Starting at the line that contains "# indicate a dot on each instance of the cheek", set down each line exactly until the records end, keeping both ends and adding nothing.

-- Entries provided --
-=-=-

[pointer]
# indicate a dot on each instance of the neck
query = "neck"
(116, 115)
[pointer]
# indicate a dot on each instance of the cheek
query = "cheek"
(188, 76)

-=-=-

-- Answer to this exercise --
# indicate a dot on each instance of the cheek
query = "cheek"
(188, 76)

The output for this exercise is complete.